## Exercise 1
Reproduce the passage of the softmax and cross-entropy text from "Softmax converts a" up to and including "for numerical stability)".
## Exercise 2
In the softmax and cross-entropy text, what closed form is given for the gradient of the cross-entropy loss with respect to the logits?

## Text block
Day 14 — Cross-Entropy, Softmax & Classification Gradients

Every investment decision is ultimately a classification: buy, hold, or sell. The confidence in that classification determines position sizing. In neural networks, softmax converts raw scores into confidences, and cross-entropy measures how wrong those confidences are. Today you understand both at the deepest level.— Day 14 Principle, adapted from the Marks framework

I. Softmax — From Logits to Probabilities

Softmax converts a vector of real numbers (logits) into a probability distribution. Each element becomes exp(z_i) / sum(exp(z_j)). The result is always positive and sums to 1. The exp amplifies differences: a logit gap of 2.0 becomes a probability ratio of ∼7×.

# Naive softmax (numerically unstable)
def softmax_naive(logits):
    counts = logits.exp()
    return counts / counts.sum(-1, keepdim=True)

# Stable softmax (subtract max for numerical stability)
def softmax_stable(logits):
    logits = logits - logits.max(-1, keepdim=True).values
    counts = logits.exp()
    return counts / counts.sum(-1, keepdim=True)
  

II. Cross-Entropy Loss — The Elegant Gradient

Cross-entropy loss for classification: L = -log(p[correct_class]). The gradient with respect to logits has a beautiful closed form: dL/dz = softmax(z) - one_hot(target). This means the gradient is simply “what the model predicted minus what should have been predicted.”

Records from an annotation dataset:
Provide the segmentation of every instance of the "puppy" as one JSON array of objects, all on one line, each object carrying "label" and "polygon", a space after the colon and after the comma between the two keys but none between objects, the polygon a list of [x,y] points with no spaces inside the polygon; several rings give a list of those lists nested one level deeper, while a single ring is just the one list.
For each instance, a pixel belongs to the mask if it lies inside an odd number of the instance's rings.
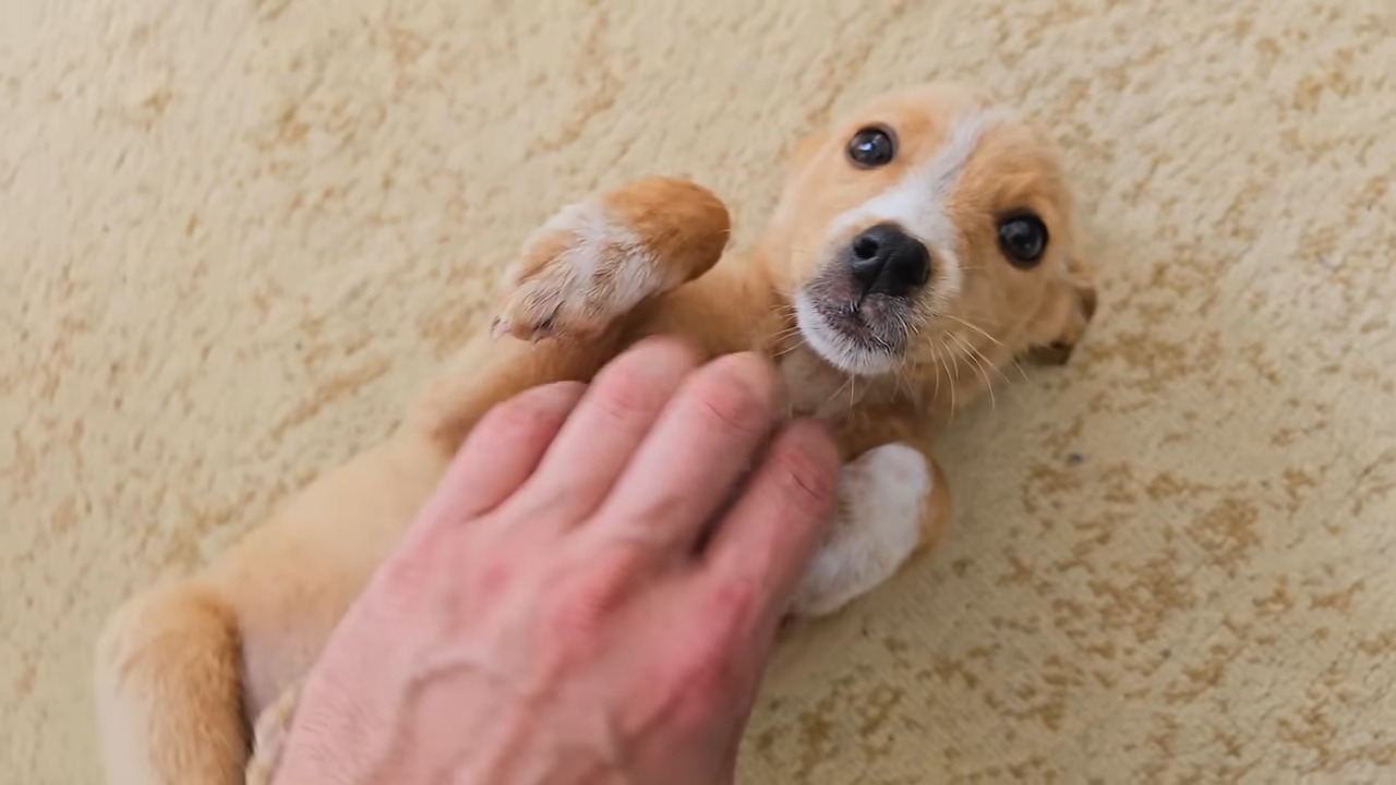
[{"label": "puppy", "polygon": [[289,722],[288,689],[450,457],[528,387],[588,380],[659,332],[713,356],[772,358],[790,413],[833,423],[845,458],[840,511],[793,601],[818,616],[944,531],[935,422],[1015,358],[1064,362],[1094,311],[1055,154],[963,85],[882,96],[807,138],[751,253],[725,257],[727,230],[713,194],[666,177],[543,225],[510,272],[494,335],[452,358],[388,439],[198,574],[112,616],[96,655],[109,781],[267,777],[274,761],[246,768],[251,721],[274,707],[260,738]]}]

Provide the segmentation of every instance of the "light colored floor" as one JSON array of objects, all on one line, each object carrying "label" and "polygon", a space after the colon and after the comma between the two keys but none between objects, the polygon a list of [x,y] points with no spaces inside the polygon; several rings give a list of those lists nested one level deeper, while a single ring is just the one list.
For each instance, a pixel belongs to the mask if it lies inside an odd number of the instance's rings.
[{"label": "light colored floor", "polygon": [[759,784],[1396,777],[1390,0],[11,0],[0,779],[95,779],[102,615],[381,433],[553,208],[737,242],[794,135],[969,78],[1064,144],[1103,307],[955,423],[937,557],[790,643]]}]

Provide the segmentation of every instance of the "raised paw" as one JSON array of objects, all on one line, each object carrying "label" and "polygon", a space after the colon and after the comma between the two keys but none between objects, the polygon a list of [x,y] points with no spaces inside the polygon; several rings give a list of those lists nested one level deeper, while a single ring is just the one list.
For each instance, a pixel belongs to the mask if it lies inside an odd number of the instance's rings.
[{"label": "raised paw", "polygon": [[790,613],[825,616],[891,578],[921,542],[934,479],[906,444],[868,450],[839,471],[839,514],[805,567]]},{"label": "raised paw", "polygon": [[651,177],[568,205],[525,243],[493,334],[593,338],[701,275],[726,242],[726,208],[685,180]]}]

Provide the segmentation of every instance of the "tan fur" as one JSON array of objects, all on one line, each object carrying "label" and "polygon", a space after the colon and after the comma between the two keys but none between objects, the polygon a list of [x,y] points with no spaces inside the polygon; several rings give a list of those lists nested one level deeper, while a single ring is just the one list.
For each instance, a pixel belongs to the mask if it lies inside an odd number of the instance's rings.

## Complete answer 1
Softmax converts a vector of real numbers (logits) into a probability distribution. Each element becomes exp(z_i) / sum(exp(z_j)). The result is always positive and sums to 1. The exp amplifies differences: a logit gap of 2.0 becomes a probability ratio of ∼7×.

# Naive softmax (numerically unstable)
def softmax_naive(logits):
    counts = logits.exp()
    return counts / counts.sum(-1, keepdim=True)

# Stable softmax (subtract max for numerical stability)

## Complete answer 2
dL/dz = softmax(z) - one_hot(target)